§ Activity: In your copy, reproduce the entries exactly as they are, minus the images.

§ Available records:
********************
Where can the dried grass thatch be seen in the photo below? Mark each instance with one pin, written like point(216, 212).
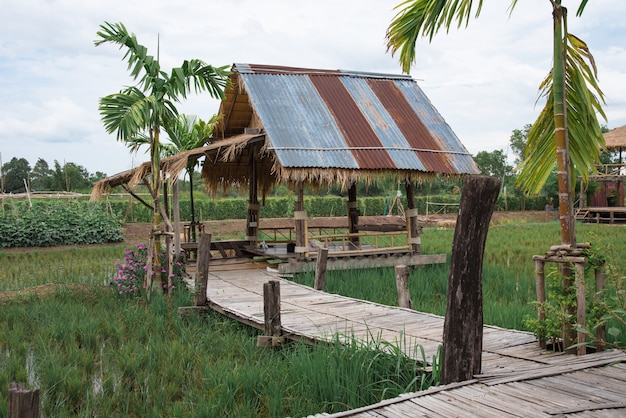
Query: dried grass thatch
point(170, 166)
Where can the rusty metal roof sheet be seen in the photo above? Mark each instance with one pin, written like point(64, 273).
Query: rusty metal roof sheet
point(344, 119)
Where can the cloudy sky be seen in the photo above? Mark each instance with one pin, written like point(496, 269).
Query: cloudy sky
point(483, 79)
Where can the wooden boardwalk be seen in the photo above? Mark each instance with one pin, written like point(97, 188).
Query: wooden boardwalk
point(518, 378)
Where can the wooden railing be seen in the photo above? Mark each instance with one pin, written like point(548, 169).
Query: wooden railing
point(361, 242)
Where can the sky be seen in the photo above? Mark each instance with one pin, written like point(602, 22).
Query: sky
point(483, 79)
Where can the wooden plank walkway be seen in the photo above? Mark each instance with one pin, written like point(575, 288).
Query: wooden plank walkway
point(518, 378)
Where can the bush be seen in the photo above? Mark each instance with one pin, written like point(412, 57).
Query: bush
point(53, 223)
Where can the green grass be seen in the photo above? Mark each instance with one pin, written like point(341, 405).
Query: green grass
point(508, 270)
point(93, 353)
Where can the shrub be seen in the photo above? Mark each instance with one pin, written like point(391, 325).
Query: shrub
point(131, 273)
point(57, 223)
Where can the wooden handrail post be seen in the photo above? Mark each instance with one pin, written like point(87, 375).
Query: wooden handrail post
point(320, 269)
point(463, 324)
point(581, 309)
point(271, 310)
point(202, 275)
point(23, 403)
point(402, 285)
point(540, 287)
point(601, 330)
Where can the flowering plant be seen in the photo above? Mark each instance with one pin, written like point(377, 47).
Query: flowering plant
point(131, 273)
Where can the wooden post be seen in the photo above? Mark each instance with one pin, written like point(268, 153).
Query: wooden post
point(411, 218)
point(540, 287)
point(176, 204)
point(252, 223)
point(300, 224)
point(353, 217)
point(402, 285)
point(271, 310)
point(320, 268)
point(23, 403)
point(601, 330)
point(202, 275)
point(581, 310)
point(463, 324)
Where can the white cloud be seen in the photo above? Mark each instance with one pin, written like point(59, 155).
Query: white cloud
point(483, 78)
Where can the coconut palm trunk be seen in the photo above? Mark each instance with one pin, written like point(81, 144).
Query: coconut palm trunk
point(566, 209)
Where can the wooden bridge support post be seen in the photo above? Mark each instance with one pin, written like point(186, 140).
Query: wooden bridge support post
point(300, 218)
point(581, 308)
point(540, 287)
point(252, 222)
point(202, 275)
point(271, 310)
point(353, 217)
point(414, 239)
point(320, 269)
point(601, 330)
point(402, 285)
point(23, 403)
point(463, 324)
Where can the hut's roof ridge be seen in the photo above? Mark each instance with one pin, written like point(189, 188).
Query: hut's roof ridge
point(343, 120)
point(615, 138)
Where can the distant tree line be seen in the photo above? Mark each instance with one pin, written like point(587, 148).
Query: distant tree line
point(17, 174)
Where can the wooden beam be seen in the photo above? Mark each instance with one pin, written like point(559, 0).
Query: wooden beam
point(365, 262)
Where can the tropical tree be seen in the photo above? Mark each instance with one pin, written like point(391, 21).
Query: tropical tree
point(150, 105)
point(186, 133)
point(567, 129)
point(15, 174)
********************
§ Finished exercise:
Where can the dried grass thatch be seen in the photo below? Mark each instance with one pin, written like point(216, 212).
Query: dried grass thatch
point(170, 166)
Where can the rusty metal roof sheet be seen in the photo above? Mark each instance with one pin, written like point(64, 273).
Query: rusty metal roof sheet
point(344, 119)
Where can the cloudy sky be seen in the photo above? Mark each instance with one pin, written like point(496, 269).
Query: cloudy sky
point(483, 79)
Where can the wooden boardwalk be seen in the photo above? Mark each instance with one pin, written like point(97, 188).
Query: wooden boardwalk
point(518, 378)
Where can the wooden railing be seen in the photo above? Mark each instance with one pin, written like point(548, 169).
Query: wooden railing
point(361, 242)
Where can the sky be seen in the photo above? Mark each instance with one pin, written like point(602, 22).
Query: sky
point(483, 79)
Where can the wooden plank walkway be seen in the photo above? Mark each instance with one pin, written like point(575, 288).
Query: wooden plank walkway
point(518, 378)
Where can the bush be seen in the photo above? Mark each instance with one pin, written like point(412, 57).
Query: bush
point(53, 223)
Where can the green grass be seen in the photo above? Mark each instance with one pin, written like point(341, 405).
Query: green grass
point(508, 270)
point(93, 353)
Where can the shrub be seen in the photo above? Mark each instance with one pin, written like point(391, 325).
Query: shrub
point(131, 273)
point(57, 223)
Where can the wooden handrail post be seen in the photo above? Mark each instance with one pin, written like point(87, 375).
Query: wooden handrail post
point(320, 269)
point(463, 324)
point(581, 309)
point(271, 310)
point(202, 275)
point(23, 403)
point(402, 285)
point(540, 287)
point(601, 330)
Where can the flowering plant be seen in the photo above? Mark each instance with one pin, written like point(377, 47).
Query: flowering plant
point(131, 273)
Where can the wooden post be seen in the photo above? Mark each instance with one pin, written like point(268, 153).
Query: wooden post
point(411, 218)
point(540, 287)
point(176, 204)
point(252, 223)
point(300, 224)
point(353, 217)
point(402, 285)
point(271, 310)
point(320, 268)
point(23, 403)
point(601, 330)
point(202, 275)
point(581, 310)
point(463, 324)
Where can the white cloud be seen in the photo above? Mark each instance with one pin, written like point(59, 155).
Query: white cloud
point(483, 78)
Where can the coconut palm trunk be seen in the photo above? Mark each instance with one pin, written like point(81, 144).
Query: coconut palm trunk
point(566, 209)
Where can the wooden bridge support post be seen in the photo above? Mark each instance with one pin, written like point(186, 140).
Query: wooden bridge support post
point(300, 218)
point(581, 308)
point(540, 287)
point(252, 222)
point(202, 275)
point(271, 310)
point(353, 217)
point(414, 239)
point(320, 269)
point(601, 330)
point(402, 285)
point(23, 403)
point(463, 324)
Where can the hut's roof ridge be seen in the photo above? Mark each instance with one pin, written like point(189, 188).
Query: hut's roof ridge
point(343, 120)
point(615, 138)
Where can the distant tree line be seen in the photo above? Mark each instance with one pin, written like point(587, 148).
Query: distant tree line
point(17, 174)
Where can the wooden beam be seen in the photo above? Mark each instance with one pin, written like point(559, 0).
Query: wooden beam
point(365, 262)
Where can the tropical tree be seen in the photo above? Mark each instance with one pin, written like point(391, 21).
Query: tropical tree
point(150, 105)
point(186, 133)
point(567, 129)
point(15, 174)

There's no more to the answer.